Work to complete.
Select every line in the records below that contains the word "noun", matching case exactly, and copy each such line in full.

== Stored data

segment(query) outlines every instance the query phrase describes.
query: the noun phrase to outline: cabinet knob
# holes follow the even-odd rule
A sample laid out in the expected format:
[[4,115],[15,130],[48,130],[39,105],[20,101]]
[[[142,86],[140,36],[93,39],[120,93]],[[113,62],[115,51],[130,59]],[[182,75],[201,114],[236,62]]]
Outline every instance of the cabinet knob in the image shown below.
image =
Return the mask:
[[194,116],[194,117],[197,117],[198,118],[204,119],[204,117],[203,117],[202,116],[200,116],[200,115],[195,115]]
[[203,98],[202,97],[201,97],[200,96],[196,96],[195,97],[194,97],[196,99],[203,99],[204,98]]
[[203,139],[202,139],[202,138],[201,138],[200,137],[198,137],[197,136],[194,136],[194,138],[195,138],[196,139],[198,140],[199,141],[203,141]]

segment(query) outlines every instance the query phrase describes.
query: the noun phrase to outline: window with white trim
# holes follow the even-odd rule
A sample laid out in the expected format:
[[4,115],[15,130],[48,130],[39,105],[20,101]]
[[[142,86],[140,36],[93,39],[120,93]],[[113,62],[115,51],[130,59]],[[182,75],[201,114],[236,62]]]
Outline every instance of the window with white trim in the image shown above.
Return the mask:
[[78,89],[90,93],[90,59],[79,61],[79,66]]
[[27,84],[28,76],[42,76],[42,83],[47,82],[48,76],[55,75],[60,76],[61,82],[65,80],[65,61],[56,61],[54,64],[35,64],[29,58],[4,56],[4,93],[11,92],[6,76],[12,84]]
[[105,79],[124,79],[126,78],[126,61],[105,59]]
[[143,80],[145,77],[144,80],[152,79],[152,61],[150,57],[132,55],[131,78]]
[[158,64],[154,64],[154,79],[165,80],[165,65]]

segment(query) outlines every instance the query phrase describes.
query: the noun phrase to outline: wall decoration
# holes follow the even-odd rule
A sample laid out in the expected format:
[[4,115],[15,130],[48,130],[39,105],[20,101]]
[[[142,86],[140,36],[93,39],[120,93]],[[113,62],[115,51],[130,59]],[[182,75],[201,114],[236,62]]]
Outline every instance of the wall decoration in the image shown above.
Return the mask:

====

Correct result.
query: the noun phrase to outline: cabinet knob
query: the noun phrase to outline: window with white trim
query: the noun phrase to outline: wall decoration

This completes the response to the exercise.